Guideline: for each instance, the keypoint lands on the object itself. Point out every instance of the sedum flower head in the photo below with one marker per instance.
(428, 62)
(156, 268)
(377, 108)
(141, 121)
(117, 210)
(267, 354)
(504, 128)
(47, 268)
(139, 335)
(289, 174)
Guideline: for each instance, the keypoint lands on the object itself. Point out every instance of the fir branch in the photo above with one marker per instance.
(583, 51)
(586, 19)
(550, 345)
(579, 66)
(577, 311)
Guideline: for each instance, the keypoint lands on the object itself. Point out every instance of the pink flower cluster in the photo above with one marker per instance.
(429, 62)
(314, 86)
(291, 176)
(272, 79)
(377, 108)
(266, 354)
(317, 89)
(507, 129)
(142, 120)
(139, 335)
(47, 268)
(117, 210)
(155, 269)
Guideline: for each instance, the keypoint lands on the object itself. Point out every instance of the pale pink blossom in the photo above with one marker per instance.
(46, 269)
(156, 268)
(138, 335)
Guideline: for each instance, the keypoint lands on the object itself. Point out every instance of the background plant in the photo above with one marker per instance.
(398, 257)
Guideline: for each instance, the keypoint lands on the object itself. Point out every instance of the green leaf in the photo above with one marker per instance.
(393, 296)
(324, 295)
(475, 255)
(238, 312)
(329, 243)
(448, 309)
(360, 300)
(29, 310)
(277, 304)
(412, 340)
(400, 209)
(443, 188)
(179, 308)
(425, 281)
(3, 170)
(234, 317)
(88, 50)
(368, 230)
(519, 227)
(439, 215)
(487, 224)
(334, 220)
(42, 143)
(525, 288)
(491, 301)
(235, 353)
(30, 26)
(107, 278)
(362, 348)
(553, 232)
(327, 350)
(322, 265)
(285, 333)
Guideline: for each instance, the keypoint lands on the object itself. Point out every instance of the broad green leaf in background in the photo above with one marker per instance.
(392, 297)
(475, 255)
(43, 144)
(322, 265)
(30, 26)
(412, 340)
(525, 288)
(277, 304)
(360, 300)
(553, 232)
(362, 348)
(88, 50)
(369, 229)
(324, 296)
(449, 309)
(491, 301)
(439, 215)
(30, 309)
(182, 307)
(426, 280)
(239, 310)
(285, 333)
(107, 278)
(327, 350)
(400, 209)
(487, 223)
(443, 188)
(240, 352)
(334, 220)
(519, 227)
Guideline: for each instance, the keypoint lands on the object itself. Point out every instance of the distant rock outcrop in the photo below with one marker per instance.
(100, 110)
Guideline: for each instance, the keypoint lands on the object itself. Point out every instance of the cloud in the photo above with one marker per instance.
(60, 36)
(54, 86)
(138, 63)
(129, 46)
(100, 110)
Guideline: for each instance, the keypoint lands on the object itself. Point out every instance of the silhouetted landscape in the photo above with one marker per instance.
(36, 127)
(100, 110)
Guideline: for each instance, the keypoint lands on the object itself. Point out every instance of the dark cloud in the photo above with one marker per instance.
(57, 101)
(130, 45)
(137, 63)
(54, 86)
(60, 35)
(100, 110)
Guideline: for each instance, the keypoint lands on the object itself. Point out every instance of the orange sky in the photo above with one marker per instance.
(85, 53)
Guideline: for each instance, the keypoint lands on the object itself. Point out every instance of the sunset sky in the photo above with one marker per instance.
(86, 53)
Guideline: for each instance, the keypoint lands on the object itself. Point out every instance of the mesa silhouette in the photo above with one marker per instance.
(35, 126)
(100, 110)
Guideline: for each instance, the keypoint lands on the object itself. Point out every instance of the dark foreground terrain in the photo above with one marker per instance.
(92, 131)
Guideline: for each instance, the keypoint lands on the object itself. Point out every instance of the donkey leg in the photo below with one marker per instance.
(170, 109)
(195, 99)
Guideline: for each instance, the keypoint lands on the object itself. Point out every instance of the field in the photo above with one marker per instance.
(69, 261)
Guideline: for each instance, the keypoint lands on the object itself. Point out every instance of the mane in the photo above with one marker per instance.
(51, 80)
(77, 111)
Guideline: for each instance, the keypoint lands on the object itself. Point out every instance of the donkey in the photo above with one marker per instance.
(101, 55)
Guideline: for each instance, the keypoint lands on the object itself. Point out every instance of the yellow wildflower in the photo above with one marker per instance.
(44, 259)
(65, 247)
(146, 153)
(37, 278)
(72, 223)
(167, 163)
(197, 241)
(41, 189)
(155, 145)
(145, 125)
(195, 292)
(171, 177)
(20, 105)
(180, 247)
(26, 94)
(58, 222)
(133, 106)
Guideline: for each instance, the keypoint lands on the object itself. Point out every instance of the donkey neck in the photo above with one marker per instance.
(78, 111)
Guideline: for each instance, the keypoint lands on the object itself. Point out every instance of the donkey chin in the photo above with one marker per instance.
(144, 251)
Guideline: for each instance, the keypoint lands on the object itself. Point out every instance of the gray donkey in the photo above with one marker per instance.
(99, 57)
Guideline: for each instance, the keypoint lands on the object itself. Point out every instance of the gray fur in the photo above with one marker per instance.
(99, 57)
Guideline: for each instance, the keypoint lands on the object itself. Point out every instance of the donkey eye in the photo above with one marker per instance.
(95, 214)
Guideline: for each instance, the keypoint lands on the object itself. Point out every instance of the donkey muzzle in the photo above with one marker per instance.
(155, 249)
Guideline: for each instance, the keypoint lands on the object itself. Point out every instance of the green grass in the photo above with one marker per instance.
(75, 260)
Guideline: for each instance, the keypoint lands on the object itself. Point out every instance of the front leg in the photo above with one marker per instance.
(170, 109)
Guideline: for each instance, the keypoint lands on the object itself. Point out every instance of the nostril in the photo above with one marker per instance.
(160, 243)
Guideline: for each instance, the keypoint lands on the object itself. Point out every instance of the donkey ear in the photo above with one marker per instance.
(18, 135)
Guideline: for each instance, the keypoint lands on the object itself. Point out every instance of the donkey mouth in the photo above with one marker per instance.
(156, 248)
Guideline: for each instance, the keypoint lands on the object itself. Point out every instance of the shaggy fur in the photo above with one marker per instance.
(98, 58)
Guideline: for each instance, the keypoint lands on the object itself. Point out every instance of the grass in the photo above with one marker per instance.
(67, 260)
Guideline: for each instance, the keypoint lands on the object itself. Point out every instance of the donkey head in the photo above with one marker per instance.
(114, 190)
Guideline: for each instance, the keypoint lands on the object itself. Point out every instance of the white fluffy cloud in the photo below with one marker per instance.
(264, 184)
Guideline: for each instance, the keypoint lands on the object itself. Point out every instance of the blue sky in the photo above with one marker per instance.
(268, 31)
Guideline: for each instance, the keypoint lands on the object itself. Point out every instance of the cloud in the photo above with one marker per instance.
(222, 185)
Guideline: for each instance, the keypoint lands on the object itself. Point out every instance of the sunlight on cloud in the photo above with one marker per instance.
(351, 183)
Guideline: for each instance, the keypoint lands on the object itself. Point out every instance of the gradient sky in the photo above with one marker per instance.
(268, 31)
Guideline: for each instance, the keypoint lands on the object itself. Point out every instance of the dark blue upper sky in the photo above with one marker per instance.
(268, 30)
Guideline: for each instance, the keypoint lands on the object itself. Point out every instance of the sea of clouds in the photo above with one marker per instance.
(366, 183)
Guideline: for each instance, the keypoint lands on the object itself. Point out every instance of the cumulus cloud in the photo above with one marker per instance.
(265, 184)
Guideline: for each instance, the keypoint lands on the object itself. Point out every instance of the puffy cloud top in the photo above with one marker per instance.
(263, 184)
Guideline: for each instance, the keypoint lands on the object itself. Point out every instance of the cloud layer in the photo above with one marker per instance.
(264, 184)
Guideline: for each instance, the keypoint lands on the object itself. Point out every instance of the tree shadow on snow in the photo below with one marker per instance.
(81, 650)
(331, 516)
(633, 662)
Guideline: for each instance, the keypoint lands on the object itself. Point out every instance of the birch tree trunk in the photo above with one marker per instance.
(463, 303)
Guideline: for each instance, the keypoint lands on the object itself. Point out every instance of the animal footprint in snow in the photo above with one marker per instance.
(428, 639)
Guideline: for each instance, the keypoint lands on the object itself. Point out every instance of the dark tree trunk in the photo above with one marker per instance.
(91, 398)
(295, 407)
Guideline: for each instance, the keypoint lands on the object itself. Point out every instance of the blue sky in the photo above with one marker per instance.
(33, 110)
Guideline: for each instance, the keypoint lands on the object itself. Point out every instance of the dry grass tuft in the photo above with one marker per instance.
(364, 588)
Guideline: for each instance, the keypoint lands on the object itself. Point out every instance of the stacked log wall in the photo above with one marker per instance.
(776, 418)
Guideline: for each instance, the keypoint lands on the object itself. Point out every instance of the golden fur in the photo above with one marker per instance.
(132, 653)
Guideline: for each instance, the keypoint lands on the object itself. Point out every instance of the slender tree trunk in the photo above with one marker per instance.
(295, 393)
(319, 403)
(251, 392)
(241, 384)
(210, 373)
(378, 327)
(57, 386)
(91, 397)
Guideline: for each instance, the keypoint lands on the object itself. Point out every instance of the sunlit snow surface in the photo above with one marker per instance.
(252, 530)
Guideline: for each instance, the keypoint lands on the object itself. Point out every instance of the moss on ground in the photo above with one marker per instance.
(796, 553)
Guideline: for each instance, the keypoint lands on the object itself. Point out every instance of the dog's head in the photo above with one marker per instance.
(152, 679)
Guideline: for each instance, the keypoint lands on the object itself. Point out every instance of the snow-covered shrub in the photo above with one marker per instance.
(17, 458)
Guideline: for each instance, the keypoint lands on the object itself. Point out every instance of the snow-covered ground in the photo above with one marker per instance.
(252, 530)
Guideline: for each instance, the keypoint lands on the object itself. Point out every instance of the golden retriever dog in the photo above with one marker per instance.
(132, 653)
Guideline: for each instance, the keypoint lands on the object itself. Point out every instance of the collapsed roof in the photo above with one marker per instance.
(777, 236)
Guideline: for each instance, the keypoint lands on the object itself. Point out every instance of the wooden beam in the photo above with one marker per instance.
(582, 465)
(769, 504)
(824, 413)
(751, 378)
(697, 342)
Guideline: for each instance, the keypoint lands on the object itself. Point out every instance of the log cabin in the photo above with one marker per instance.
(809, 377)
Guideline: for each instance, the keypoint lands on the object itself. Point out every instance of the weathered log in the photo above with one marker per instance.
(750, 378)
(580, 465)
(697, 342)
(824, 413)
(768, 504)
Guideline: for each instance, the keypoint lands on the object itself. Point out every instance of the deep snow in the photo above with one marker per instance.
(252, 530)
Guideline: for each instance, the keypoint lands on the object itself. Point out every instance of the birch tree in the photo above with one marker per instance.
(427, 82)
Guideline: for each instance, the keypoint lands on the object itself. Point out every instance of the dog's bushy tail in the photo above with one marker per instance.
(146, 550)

## Task details
Write out the lines above from the one containing "the golden retriever" through the last, exactly as they are.

## Full response
Guideline: for each instance, the keypoint lands on the object itself. Point out every instance of the golden retriever dog in the photo above with one marker per instance.
(132, 653)
Guideline: for each instance, the keypoint lands on the object itself. Point out every instance of the collapsed roof in the photo above with one marker per instance.
(777, 236)
Guideline: for each instance, the keypoint lands on the object itself. Point out every instance of the wooden beam in the photo above with one marker per instance.
(582, 465)
(769, 504)
(824, 413)
(751, 378)
(697, 342)
Guideline: for each instance, the keypoint lands on the object itself. Point out every instance of the log cabin in the photo above with one marker per instance.
(809, 377)
Guideline: for each instance, the keypoint lands on the object itself. Point out every instance of the weathered log in the photo above with one marker per instance.
(750, 378)
(580, 465)
(697, 342)
(824, 413)
(768, 504)
Guideline: for each instance, the keypoint lands on the object itself. Point out every instance of the deep snow in the photo above with one marker per instance.
(252, 530)
Guideline: for each instance, the keypoint lands on the object itself. Point out every instance of the birch tree in the photo above with one marker per instance.
(427, 82)
Guideline: for each instance, the keypoint lands on the object itself. Point out every instance of the dog's bushy tail in the photo above with one marker per instance.
(146, 550)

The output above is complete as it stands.